— Instructions to follow —
Every line below needs to be reproduced exactly.

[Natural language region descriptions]

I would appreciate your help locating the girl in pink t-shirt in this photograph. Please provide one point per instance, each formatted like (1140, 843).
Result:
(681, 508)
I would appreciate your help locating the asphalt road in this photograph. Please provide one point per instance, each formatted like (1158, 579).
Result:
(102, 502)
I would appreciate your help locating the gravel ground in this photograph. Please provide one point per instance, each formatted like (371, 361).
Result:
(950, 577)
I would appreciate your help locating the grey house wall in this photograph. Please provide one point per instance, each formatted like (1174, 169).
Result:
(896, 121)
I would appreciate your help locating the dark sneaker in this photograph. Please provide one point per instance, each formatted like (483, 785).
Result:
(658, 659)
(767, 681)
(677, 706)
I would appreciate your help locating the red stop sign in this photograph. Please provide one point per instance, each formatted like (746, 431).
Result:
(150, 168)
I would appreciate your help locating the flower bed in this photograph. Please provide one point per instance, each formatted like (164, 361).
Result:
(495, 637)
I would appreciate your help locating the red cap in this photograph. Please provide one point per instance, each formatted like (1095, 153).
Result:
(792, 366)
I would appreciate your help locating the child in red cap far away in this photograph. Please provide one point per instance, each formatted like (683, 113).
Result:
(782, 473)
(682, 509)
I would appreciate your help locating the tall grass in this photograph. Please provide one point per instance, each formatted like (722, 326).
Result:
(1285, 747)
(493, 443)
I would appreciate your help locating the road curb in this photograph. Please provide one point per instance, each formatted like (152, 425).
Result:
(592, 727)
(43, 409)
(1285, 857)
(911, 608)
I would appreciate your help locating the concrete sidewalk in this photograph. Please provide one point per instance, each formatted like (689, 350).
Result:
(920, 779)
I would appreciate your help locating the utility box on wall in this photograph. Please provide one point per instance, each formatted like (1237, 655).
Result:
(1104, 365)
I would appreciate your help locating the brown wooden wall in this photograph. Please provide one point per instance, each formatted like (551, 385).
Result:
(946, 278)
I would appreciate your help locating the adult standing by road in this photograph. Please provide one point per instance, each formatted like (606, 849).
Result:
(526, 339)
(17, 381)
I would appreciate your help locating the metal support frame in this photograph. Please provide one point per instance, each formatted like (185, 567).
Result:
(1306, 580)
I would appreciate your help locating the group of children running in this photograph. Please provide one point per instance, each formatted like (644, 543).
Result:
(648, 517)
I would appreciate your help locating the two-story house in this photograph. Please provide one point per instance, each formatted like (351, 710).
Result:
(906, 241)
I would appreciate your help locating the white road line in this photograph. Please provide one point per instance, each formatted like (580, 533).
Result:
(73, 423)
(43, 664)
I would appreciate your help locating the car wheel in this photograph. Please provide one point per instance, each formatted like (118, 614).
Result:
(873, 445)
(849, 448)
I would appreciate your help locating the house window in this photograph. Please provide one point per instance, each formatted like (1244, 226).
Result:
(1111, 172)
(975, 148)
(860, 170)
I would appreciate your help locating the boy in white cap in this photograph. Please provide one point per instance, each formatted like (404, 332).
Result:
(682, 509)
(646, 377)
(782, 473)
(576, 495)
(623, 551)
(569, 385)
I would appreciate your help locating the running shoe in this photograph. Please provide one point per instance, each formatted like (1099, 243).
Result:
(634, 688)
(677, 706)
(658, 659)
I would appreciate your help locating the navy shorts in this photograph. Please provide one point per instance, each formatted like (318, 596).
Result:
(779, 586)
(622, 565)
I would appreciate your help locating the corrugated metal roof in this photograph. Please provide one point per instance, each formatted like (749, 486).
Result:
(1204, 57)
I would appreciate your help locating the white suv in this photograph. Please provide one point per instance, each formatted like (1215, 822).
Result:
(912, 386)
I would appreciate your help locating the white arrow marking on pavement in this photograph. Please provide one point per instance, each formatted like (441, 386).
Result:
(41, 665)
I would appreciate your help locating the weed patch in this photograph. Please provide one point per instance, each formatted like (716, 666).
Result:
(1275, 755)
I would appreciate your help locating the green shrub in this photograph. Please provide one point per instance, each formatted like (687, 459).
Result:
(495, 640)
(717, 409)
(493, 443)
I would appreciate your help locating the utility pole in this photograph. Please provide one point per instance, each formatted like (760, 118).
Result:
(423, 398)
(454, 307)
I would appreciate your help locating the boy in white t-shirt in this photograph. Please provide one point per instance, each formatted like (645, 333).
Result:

— Result —
I would appreciate your help locating the girl in pink t-shirt in this photograph. Please provide one point per instance, each formatted like (1140, 843).
Result:
(681, 508)
I would appreciate your help locating the asphalt road in this photograph. Please provide one point per instance, each formatted like (1158, 579).
Result:
(102, 502)
I would appreciate your help locating the gravel ground in this photograph. Please provide one point per instance, each formatted like (371, 361).
Result:
(950, 577)
I would appreciate your help locating the grey house wall in this photograph. Please provide one point per instance, each formatted like (1174, 169).
Result:
(896, 121)
I would appreciate your help locating the dark sneaker in this photograph. Please provide one point per instance, each formatted like (483, 785).
Result:
(658, 659)
(767, 681)
(677, 706)
I would appreciate your help locating the red stop sign in this photograph. Please provide one point per instance, each formatted like (746, 431).
Result:
(150, 168)
I would appreciate your help locating the flower bed in this photograph. Please provide one point per instance, each formatted like (164, 361).
Result:
(495, 637)
I would appreciate your help locating the red cap in this photograph. Please provide one point per instance, each formatted like (1095, 153).
Result:
(792, 366)
I would appreciate your help locating the child in red cap far away in this photograph. Please provide one point per instance, each formatted like (683, 113).
Result:
(782, 473)
(682, 509)
I would appreciate your help locating the tall grass in this photograph. Please provide one point per instance, each formatted like (722, 326).
Result:
(1285, 747)
(493, 443)
I would appreciate your help locating the road curb in this photograph. Please provide one point per instance, each formatted like (152, 425).
Result:
(592, 727)
(43, 409)
(1285, 857)
(911, 608)
I would appreciate your help locating the concrete sidewalk in this photograph. Please provide one point per instance, each formatted like (689, 350).
Result:
(920, 779)
I would appreciate your help locating the utility box on wall in this photograph. Please provide one point per instance, each formatted like (1237, 655).
Result:
(1104, 365)
I would appreciate your help locating the brown wooden wall in this photograph. Please provide one point per instance, each formatted like (551, 385).
Result:
(946, 278)
I would appreciate your help locating the adult standing by road in this photograph. Please provide one point per instance, each formatted like (606, 849).
Result:
(526, 339)
(17, 381)
I would appreciate your help locating the metal support frame in this photograph. Please provide one point per instance, each formatted like (185, 567).
Result:
(1306, 580)
I would appreciate your help locating the group of children running in this photograph. Please provide one point per instance, each formatted like (644, 543).
Result:
(648, 517)
I would appreciate your help locating the two-story house in this photograph. Please provide one point per instance, each formatted like (351, 710).
Result:
(906, 241)
I would appreciate your help locating the white road line in this photograph. Please provide one point per instance, each formatted like (580, 533).
Result:
(73, 423)
(43, 664)
I would appreciate your help locating the car wheel in this photograph. Please provide one point per instance, each formatted like (118, 614).
Result:
(873, 445)
(849, 448)
I would appreciate your help locating the house window in this photograph. Please provide one point per instance, each formatted like (1244, 226).
Result:
(1111, 172)
(975, 148)
(860, 170)
I would appreciate your help locating the boy in white cap in this photograph. Please provide one point per instance, each formatted like (404, 332).
Result:
(682, 509)
(646, 377)
(782, 473)
(576, 495)
(623, 551)
(569, 385)
I would appreciate your help locating the running shoe in this photograph. Please provide one point per instance, each formatted like (1099, 243).
Result:
(634, 688)
(677, 706)
(658, 659)
I would appreciate your help locating the navy shorts in this photograph. Please provide one point per instance, each formatted like (318, 596).
Result:
(779, 586)
(622, 565)
I would appreciate your help locating the corrugated metal roof in this photograph. Please provide one point per instance, each formatted like (749, 486).
Result:
(1204, 57)
I would appreciate your help locating the white suv in this photograph. Please provide one point per instance, each formatted like (1215, 822).
Result:
(912, 386)
I would appreciate your help locating the white arrow marking on pavement in this photograph. Please provide one point per instance, each formatted like (441, 386).
Result:
(41, 665)
I would appreciate your help locating the weed patch in this photograph. Please provide one point per instance, each formatted like (716, 666).
Result:
(1275, 755)
I would appreciate your help locating the green shrub in this photograph. Please provide one point per instance, each formatted like (687, 459).
Result:
(495, 640)
(717, 409)
(493, 443)
I would appreciate your help locating the utility pole in this photograph. Please provide one point per instance, each formatted like (760, 118).
Result:
(423, 398)
(454, 307)
I would appreciate your help locating the boy in white t-shirt in this photograph. Please provide one point per instance, each formatted like (645, 333).
Result:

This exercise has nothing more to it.